#### Fragmento del texto
------------------------------------
En una tercera de doce metros vivió diez años. Los últimos
años de su vida los pasó en una columna de veinte
metros, que le construyó el pueblo. En total pasó treinta y
siete años en las cuatro columnas; por ello recibió el nombre
de estilita, pues la palabra griega "stylos"
significa columna. Al principio, todos criticaron esta forma de
vida como una singularidad. Para probar su humildad, los obispos y abades de los alrededores le dieron la orden
de renunciar a tal
extravagancia. El santo se mostró inmediatamente dispuesto a obedecer;
pero el mensajero le dijo que, puesto que se había mostrado obediente,
los obispos y abades le autorizaban a seguir su vocación.
Su columna no
pasaba de tener unos dos metros de superficie, lo cual le permitía apenas acostarse. Por lo demás, carecía de todo asiento. Sólo se
recostaba para tomar un poco de descanso; el resto del tiempo lo pasaba encorvado
en oración. un visitante contó, en una ocasión, 1244 reverencias profundas.
Dos veces al día, el santo hacía exhortaciones al pueblo. Se vestía de pieles
de animales, y jamás permitió que una mujer penetrara en el espacio cerrado
en que se levantaba su columna. Su discípulo Antonio nos cuenta que el
santo oró muy especialmente por su madre, a la muerte de ésta.
------------------------------------
Registros de datos

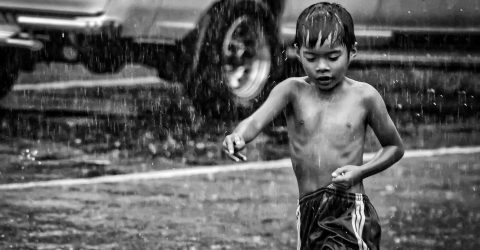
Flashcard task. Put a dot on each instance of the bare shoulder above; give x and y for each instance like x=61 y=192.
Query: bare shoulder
x=291 y=85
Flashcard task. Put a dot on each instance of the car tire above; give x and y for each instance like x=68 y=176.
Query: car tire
x=8 y=70
x=235 y=63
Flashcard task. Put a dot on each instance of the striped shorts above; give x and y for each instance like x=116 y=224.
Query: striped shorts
x=329 y=218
------------------------------------
#### Objetivo del ejercicio
Indica si cada afirmación concuerda con el texto sobre el estilita. Responde sí o no y cita literalmente las palabras del texto que lo deciden.
(a) El santo pasó treinta y siete años en las columnas.
(b) El santo disponía de un asiento en su columna.
(c) El santo hacía exhortaciones al pueblo tres veces al día.

#### Resultado del ejercicio
(a) Sí: "En total pasó treinta y siete años en las cuatro columnas".
(b) No: "Por lo demás, carecía de todo asiento."
(c) No: "Dos veces al día, el santo hacía exhortaciones al pueblo."